Natural-language object grounding data
┌──

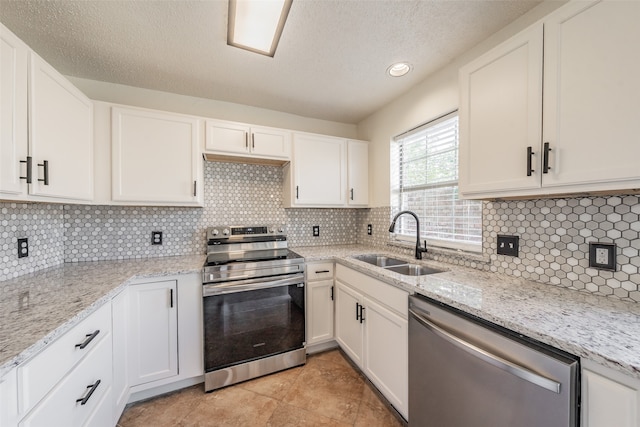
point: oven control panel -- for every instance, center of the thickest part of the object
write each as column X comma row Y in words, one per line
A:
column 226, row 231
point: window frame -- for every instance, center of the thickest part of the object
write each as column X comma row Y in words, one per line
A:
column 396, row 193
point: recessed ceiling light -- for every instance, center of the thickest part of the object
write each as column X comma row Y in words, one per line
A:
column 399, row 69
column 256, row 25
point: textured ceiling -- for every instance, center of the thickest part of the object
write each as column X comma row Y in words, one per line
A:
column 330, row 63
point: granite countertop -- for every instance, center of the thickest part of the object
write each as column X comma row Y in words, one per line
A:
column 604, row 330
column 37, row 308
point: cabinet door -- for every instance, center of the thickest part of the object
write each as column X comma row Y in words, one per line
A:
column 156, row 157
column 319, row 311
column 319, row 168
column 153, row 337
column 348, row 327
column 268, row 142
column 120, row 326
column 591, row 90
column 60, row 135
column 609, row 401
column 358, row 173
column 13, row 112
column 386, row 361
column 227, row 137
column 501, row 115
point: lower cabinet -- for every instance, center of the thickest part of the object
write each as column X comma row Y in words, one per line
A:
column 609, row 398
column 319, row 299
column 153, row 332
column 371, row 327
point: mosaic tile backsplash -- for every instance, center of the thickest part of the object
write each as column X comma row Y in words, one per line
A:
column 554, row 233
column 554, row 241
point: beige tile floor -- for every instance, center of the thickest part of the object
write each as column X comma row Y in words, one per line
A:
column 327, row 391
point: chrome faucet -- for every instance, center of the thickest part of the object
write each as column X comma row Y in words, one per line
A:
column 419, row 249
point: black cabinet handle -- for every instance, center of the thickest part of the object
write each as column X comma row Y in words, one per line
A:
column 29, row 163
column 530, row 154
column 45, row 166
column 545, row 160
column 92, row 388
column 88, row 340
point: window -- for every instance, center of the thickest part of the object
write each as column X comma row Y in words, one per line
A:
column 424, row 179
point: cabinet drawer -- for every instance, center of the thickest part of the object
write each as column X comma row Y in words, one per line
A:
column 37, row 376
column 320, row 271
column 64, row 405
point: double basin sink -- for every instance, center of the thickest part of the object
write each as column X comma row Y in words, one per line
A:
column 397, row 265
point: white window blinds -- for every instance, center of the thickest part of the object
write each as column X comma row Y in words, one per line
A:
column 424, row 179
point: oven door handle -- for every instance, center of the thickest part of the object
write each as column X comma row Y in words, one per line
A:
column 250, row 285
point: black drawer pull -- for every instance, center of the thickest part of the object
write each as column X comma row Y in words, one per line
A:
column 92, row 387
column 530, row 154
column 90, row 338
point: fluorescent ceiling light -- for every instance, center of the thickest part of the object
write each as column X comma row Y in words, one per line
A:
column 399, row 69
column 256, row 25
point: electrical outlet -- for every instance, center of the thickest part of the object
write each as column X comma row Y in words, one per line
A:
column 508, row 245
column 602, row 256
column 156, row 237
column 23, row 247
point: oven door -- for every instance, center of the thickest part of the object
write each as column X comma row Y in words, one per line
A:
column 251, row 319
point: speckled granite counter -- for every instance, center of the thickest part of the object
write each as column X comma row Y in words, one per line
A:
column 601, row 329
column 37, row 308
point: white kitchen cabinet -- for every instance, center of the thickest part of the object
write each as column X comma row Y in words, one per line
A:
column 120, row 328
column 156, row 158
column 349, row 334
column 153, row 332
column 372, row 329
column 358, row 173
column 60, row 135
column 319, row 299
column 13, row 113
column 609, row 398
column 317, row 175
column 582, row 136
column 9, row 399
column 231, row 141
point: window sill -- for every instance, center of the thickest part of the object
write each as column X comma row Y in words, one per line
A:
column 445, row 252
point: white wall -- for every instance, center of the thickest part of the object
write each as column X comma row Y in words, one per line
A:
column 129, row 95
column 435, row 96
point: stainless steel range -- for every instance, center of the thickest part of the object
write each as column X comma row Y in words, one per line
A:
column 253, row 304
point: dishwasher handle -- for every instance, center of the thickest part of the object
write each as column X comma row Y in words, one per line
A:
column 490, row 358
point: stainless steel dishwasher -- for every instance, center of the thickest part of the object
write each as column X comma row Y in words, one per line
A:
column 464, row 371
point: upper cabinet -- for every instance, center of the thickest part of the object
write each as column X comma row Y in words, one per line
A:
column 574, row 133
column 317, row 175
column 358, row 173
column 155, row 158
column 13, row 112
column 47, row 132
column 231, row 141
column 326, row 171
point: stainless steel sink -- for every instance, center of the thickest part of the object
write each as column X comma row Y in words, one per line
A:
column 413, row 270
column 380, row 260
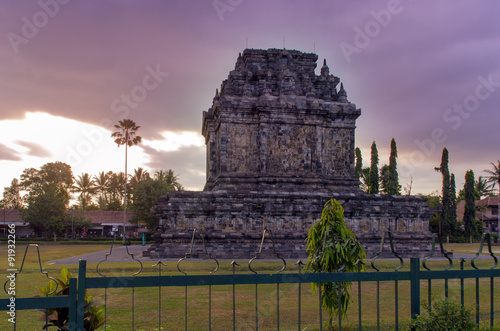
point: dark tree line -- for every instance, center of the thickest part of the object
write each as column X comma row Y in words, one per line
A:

└──

▶ What you will do
Among the entries, find every line holding "steel" and return it.

▶ Solution for this problem
point: stainless steel range -- for every instance, center of the thickest part of the object
point: stainless steel dishwasher -- for every instance, center of the thickest part of the object
point: stainless steel sink -- for every instance, center of the thickest part of the object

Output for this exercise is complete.